→ **Provided records**
- Opening Delimiter -

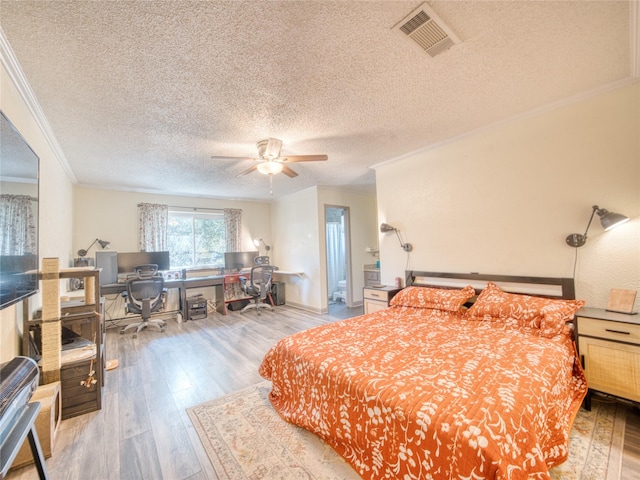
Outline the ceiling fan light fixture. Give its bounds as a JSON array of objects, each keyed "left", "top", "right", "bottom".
[
  {"left": 257, "top": 161, "right": 283, "bottom": 175},
  {"left": 264, "top": 138, "right": 282, "bottom": 159}
]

- Closing Delimiter -

→ **Your objective**
Print the full listing exactly, dropping the pictures.

→ **Solution for this exercise**
Outline the ceiling fan light fixture. Give its bounds as a JSON array of objects, each keyed "left", "top", "right", "bottom".
[
  {"left": 257, "top": 161, "right": 283, "bottom": 175},
  {"left": 264, "top": 138, "right": 282, "bottom": 159}
]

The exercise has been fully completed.